§ Your instructions:
Pull every line of the material below out verbatim, leaving the pictures out of your answer.

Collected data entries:
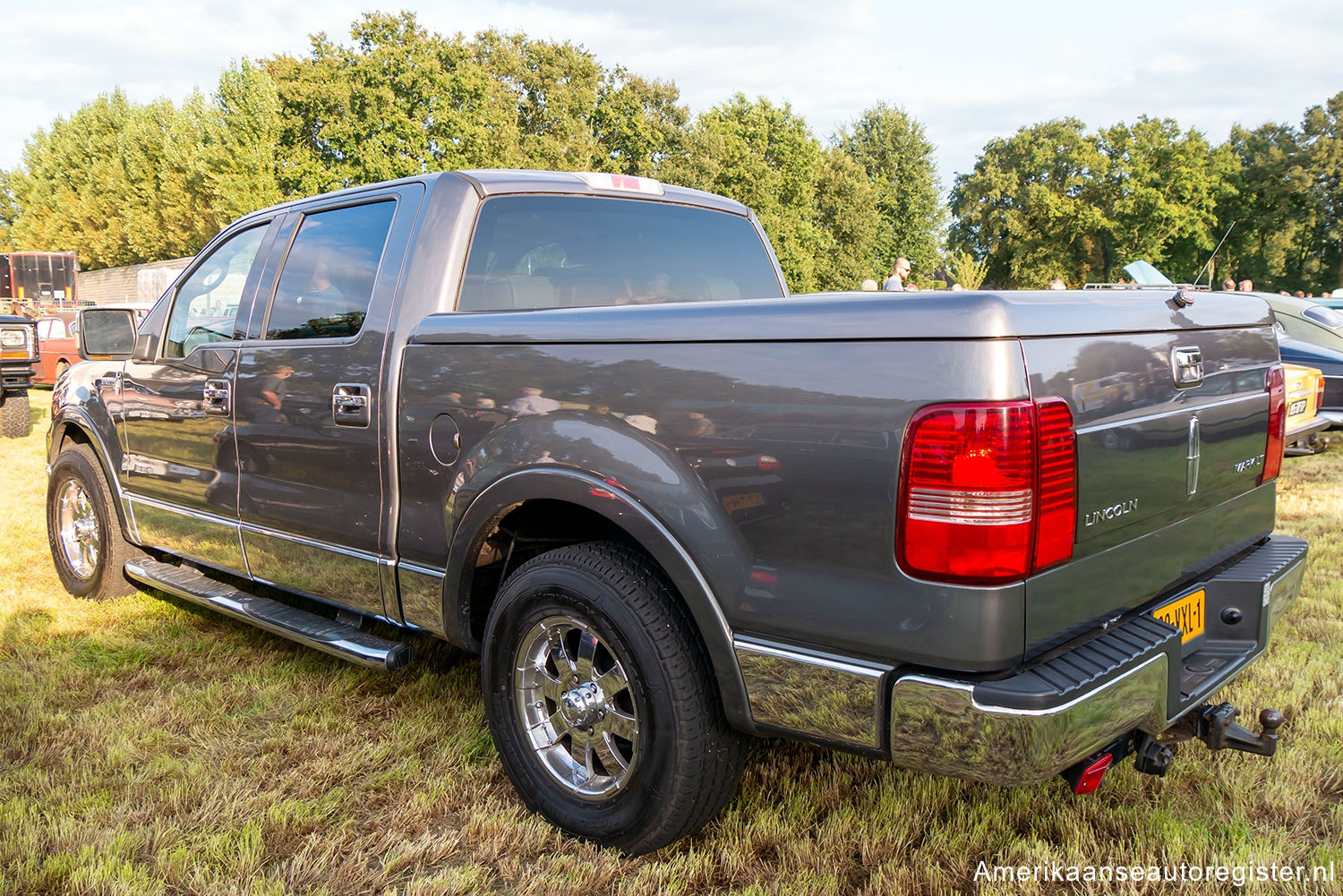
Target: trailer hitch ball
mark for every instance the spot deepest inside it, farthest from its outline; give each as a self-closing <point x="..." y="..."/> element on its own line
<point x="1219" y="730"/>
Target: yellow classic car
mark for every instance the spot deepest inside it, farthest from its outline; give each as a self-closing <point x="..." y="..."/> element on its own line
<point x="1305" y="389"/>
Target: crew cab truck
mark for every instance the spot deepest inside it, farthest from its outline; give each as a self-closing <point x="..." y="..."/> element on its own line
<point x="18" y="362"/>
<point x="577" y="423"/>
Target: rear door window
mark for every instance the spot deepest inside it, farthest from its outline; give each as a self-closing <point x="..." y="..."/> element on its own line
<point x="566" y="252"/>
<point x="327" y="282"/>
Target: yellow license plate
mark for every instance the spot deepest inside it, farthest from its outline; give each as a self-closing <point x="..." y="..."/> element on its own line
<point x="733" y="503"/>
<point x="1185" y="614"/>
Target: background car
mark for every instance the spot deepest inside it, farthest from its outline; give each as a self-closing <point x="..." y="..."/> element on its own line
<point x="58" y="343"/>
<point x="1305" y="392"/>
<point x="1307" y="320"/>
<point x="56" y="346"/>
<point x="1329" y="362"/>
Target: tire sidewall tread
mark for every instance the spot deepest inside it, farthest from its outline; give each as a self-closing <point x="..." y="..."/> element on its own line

§ Result:
Target: trailer hitch ball
mark for every instance the spot deepest inside it, farthest from its outline; give each as a self-closing <point x="..." y="..."/> element on its own line
<point x="1219" y="730"/>
Target: yellow classic car
mark for every instance the spot deepest inside it, farthest from its outline; give each as a self-closing <point x="..." y="..."/> element on its own line
<point x="1305" y="389"/>
Target: crew cab truck
mark for every instance the spot deepest inside it, farthest from its outline; give each as a self-closing <point x="..." y="..."/> element on its own line
<point x="18" y="362"/>
<point x="577" y="423"/>
Target: rear door window
mark for every instance the spot deepest inside it, farthest from its outline; give each as a self-closing <point x="..." y="..."/> element on its own line
<point x="566" y="252"/>
<point x="327" y="282"/>
Target: yellow license plate
mark for every instance the spot deepest inside it, farthest from its outline; give each as a self-closing <point x="..." y="..."/> element on its own line
<point x="733" y="503"/>
<point x="1185" y="614"/>
Target: background car
mark for every instance the spot deepest inside it, farthest from its outline; give each as a self-closing <point x="..." y="..."/> element on its own line
<point x="58" y="343"/>
<point x="1305" y="392"/>
<point x="1307" y="320"/>
<point x="56" y="346"/>
<point x="1329" y="362"/>
Target: tire sidewall tread
mark for every instance the spot deepest inside it, farthest from its outline; give each as a self-closing <point x="..." y="..."/> element on its own line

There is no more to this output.